→ **DOCUMENT TEXT**
☆ ☆ ☆ ☆ ☆ ☆ ☆

Thursday, 17 September 2015

Ancestry adds Canada, WWII Service Files of War Dead, 1939-1947

Ancestry have just released a collection of service files for Canadians who died in service during the Second World War. It gets three stars.

I and a few colleagues had an advance opportunity to try the database. While we had a few suggestions for improvement the overwhelming reaction was:
  • Wow!
  • Nice collection. Super images.
  • What a great set of records – the standard dry things you expect to find in military files and then you find the touching letter from a mother wanting more information on her son who is missing in action. 
  • Being able to search on just the name of small communities will be great help in finding family members researchers may not know about.
Brilliant (as they'd say in Britain).

These are from case files of Canadian military personnel killed in the Second World War and compiled by Library and Archives Canada. It consists of selected documents from the soldier’s larger service file - I don't know what's missing. Each case file may include attestation papers, military history, medical information, death certificates, photos of soldiers, and other documents.

According to the Commonwealth War Graves Commission 45,368 Canadians lost their lives in WWII. This collection contains files for nearly all of those individuals but "only about 29,000 records have been indexed thus far."  There will be an update.

You can search by various indexed fields. I was able to find a Canadian born in my home town in England who served with the Winnipeg Grenadiers, R.C.I.C. He was killed in December 1940 in Hong Kong having recently been married. There's information like the name and address of close relatives in England.

There are two entry points to the file. Either start at the attestation paper or click on "View Folder Cover" which gets to the start of the file where you may well find photos.

Information from Ancestry is the collection will be used by Canadian schools as part of WWII curriculum sponsored by Library and Archives Canada.

UPDATED  The index and images will be made available for free to all users, but I suspect free access will be limited to those in Canada as was the case with the 1921 census on Ancestry. Kudos to LAC for negotiating that with Ancestry.   (This does not currently seem to be the case)


Leanne Cooper said...

The files are not currently free to users, not even those in Canada. I searched for my uncle, who enlisted at the age of 17 (he lied on his attestation papers) and died at 18. He shows up, but I need a paid subscription to view the file (which I don't currently have). I have already accessed the paper files at LAC, so it will be interesting to compare what's in the digitized file to what's in the paper file.

Susan Gail Roger said...

I have a paid subscription to Ancestry, but only for the UK, as that is the bulk of my family and ancestors. According to Ancestry, I need a World Wide subscription to view these files.

Anonymous said...

These are not the complete service files, only selected documents of primary interest. The actual files are much larger.

☆ ☆ ☆ ☆ ☆ ☆ ☆

→ **EXERCISE BRIEF**
According to the post on Ancestry's WWII service files, how many Canadians lost their lives in WWII by the Commonwealth War Graves Commission's count? The listing that follows the text is not needed for anything here.

Stored data entries
☆ ☆ ☆ ☆ ☆ ☆ ☆

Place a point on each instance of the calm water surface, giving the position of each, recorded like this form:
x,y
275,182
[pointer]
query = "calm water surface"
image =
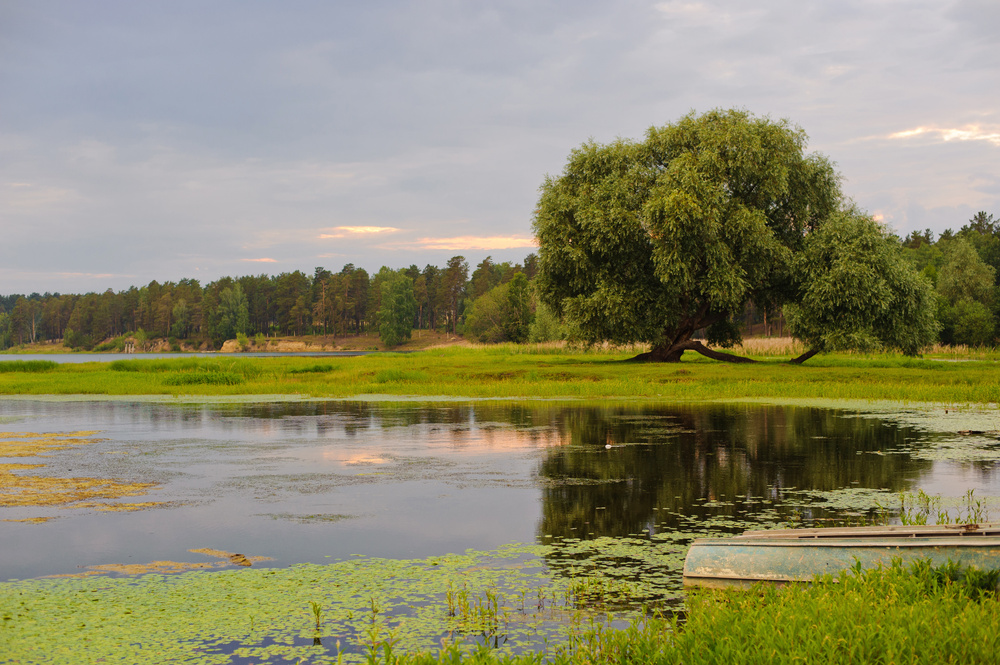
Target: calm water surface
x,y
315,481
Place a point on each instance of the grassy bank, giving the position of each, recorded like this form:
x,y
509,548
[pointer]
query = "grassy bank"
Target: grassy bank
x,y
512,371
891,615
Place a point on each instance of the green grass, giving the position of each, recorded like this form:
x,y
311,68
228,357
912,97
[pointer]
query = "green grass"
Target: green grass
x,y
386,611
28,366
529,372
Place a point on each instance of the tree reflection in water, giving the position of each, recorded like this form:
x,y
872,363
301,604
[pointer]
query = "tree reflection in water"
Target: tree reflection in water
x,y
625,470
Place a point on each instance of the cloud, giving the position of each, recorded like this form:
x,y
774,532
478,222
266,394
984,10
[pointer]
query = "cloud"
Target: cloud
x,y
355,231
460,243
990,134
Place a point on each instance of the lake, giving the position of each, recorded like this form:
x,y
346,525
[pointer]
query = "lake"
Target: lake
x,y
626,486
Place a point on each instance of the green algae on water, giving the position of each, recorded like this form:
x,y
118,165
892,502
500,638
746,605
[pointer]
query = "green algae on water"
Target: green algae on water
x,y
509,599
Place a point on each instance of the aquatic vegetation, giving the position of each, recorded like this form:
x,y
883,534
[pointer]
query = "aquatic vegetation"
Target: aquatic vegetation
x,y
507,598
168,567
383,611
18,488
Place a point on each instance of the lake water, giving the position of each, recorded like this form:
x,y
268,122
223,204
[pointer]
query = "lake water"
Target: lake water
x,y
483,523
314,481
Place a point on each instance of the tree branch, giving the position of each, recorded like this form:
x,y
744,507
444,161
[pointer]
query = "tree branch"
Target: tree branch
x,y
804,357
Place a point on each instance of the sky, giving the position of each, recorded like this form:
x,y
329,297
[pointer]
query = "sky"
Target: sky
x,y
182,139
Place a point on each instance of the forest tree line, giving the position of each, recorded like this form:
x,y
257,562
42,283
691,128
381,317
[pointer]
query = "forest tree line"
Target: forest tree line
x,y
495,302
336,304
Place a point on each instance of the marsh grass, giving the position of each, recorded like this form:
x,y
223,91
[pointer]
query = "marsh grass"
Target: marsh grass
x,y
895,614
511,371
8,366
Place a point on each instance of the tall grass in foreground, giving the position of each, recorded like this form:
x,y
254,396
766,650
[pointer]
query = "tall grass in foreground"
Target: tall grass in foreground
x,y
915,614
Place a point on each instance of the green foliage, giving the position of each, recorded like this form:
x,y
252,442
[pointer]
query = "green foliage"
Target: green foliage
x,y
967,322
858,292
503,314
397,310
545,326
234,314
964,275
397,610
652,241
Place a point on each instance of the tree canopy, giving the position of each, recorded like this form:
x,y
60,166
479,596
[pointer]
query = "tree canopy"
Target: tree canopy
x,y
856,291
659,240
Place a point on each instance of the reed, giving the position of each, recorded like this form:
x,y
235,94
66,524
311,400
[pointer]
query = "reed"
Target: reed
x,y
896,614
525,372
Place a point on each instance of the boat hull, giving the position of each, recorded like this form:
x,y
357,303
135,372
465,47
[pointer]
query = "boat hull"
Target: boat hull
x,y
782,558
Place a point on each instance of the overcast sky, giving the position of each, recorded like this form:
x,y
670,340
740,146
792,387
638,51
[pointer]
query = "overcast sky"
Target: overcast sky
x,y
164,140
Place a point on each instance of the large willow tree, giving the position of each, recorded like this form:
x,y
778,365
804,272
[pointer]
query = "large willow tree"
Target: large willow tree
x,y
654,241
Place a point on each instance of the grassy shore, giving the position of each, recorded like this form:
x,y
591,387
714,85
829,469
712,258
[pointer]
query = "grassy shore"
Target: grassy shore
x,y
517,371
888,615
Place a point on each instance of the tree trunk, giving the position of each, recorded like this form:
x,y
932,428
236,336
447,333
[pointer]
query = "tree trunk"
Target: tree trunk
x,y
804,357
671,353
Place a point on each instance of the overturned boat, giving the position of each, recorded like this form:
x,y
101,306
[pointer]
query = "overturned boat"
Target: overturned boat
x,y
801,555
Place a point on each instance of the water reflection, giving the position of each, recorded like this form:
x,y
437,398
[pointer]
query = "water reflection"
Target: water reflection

☆ ☆ ☆ ☆ ☆ ☆ ☆

→ **EXERCISE RESPONSE**
45,368